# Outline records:
▼▼▼

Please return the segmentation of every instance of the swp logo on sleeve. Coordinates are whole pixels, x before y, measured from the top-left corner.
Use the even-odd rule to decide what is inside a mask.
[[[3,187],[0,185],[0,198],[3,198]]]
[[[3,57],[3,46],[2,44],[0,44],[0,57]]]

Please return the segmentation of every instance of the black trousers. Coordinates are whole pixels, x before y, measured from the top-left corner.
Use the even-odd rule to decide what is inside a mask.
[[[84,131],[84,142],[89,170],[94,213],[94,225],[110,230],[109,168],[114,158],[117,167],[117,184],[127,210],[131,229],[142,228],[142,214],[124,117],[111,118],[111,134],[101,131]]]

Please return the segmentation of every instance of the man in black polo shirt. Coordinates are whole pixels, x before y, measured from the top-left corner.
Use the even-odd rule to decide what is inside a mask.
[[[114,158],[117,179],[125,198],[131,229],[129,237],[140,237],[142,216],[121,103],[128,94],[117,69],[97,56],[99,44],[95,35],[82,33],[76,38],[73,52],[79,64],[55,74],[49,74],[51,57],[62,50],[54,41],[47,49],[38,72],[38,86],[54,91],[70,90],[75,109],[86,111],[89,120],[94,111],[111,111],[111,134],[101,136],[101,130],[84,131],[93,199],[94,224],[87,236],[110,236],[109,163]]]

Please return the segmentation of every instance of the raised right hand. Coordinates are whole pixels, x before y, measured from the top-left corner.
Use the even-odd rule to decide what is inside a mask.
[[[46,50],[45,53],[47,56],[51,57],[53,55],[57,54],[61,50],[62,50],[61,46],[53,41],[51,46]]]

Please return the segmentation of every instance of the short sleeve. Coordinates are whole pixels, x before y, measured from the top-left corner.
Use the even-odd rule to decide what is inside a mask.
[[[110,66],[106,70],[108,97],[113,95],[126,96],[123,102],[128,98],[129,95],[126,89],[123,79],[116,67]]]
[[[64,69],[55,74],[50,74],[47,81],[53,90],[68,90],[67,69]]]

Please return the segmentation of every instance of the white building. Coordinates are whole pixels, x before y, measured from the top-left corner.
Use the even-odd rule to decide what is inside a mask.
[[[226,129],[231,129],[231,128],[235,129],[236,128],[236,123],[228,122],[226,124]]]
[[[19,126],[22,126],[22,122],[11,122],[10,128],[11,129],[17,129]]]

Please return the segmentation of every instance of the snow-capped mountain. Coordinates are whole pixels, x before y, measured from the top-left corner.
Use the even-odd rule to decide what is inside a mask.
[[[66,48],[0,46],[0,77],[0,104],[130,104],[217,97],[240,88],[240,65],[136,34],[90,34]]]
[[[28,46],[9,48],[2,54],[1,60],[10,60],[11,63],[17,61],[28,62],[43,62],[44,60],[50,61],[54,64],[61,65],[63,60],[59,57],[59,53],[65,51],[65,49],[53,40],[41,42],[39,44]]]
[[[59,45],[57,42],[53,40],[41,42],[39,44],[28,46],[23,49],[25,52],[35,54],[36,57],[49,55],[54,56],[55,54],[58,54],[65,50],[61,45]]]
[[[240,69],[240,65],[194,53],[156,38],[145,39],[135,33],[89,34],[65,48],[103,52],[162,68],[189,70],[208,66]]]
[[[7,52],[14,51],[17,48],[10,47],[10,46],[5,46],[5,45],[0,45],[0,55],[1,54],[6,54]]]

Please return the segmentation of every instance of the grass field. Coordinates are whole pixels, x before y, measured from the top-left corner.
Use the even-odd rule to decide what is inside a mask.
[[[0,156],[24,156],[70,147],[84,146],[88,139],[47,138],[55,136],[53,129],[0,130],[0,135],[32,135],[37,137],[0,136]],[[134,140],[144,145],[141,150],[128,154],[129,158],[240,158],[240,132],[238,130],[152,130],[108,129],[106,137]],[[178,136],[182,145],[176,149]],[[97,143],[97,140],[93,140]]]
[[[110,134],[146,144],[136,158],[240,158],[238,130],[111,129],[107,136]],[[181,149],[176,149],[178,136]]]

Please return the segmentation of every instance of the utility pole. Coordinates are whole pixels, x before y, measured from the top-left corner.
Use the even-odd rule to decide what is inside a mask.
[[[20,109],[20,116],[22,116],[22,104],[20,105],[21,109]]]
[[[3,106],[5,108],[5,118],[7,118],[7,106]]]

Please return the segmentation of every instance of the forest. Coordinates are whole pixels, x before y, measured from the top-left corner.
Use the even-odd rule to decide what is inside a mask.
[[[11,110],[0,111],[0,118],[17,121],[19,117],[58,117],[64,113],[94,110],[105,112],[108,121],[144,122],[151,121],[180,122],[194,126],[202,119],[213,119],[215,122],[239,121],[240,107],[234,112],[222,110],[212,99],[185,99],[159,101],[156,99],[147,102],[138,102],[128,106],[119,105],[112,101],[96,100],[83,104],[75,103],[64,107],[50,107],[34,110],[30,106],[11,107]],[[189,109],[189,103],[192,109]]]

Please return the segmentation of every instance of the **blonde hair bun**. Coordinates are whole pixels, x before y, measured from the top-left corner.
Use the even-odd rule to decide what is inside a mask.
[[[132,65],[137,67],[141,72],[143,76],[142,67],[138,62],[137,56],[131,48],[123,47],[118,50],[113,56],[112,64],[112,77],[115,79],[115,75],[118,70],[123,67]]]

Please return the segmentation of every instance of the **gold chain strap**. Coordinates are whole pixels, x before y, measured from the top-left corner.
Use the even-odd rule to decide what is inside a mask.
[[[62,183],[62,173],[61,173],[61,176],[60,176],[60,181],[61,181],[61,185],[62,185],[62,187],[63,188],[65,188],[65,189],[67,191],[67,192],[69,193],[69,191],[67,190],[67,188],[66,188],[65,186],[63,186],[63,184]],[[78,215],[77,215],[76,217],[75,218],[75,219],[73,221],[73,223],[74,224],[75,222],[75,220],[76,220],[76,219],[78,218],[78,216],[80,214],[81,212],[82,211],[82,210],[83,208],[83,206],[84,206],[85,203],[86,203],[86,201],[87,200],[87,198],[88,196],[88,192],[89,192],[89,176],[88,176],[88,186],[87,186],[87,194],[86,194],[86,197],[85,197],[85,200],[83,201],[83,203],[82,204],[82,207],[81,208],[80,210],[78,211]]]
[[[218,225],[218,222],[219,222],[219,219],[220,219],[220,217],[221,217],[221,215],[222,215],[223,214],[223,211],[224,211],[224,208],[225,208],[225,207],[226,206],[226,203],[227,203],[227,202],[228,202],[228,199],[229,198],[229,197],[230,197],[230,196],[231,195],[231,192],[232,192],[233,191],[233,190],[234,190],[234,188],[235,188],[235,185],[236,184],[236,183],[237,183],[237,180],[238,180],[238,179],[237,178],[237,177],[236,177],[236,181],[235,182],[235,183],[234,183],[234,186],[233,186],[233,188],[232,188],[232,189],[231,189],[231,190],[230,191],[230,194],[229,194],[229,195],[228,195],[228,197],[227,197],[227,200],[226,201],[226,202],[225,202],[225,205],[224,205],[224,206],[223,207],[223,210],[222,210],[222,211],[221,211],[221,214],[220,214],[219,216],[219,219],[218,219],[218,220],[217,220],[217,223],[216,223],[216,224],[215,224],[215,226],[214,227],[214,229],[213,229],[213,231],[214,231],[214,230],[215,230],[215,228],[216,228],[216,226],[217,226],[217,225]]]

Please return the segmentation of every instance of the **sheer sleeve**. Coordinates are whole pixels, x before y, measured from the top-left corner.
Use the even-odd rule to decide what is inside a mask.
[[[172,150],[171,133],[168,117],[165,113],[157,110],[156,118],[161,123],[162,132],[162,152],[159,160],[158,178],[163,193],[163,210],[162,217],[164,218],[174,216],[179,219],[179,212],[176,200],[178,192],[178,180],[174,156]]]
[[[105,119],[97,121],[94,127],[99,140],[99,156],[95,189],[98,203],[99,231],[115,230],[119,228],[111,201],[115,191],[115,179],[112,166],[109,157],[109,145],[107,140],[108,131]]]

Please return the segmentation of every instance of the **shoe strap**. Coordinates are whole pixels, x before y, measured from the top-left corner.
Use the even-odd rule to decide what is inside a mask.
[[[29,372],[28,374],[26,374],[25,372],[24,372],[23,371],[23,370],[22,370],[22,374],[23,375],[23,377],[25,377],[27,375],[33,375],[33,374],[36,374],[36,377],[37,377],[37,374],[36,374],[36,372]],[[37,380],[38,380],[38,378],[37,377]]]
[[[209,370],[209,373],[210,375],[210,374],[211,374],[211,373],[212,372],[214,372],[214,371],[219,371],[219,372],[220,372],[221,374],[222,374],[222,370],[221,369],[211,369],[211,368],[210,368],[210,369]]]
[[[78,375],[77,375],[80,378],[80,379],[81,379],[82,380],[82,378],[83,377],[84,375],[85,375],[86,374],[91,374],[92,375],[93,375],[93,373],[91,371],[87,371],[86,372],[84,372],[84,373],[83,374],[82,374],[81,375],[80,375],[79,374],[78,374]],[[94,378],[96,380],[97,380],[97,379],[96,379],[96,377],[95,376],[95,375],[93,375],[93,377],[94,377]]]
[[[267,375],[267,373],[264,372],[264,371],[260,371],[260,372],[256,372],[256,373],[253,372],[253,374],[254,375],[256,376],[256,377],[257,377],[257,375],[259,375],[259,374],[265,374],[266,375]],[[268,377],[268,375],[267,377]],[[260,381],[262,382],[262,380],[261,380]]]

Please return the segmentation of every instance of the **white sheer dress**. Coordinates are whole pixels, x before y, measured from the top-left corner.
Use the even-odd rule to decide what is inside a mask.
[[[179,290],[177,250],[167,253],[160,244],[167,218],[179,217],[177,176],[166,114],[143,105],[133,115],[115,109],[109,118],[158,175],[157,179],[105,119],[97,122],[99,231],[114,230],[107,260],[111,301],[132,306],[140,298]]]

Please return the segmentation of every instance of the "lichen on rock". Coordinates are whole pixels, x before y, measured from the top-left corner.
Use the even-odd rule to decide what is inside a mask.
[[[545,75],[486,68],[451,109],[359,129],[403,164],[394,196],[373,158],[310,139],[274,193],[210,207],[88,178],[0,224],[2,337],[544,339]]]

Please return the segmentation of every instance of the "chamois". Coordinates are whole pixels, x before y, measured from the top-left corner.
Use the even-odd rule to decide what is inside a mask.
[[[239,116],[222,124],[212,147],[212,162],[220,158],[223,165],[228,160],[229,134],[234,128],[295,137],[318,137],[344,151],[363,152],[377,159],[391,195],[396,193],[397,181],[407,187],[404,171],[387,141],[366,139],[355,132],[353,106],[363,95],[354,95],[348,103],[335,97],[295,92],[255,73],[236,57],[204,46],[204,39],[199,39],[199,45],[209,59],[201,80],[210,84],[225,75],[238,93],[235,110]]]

▲▲▲

# WORK TO BE COMPLETED:
Express the records, from their first line through the line containing "[[[3,57],[3,46],[2,44],[0,44],[0,57]]]", as a Markdown table with the columns No. and Text, giving each line its own row and leaving out blank lines.

# ANSWER TO THE TASK:
| No. | Text |
|---|---|
| 1 | Please return the segmentation of every instance of the swp logo on sleeve. Coordinates are whole pixels, x before y, measured from the top-left corner. |
| 2 | Use the even-odd rule to decide what is inside a mask. |
| 3 | [[[3,187],[0,185],[0,198],[3,198]]] |
| 4 | [[[3,57],[3,46],[2,44],[0,44],[0,57]]] |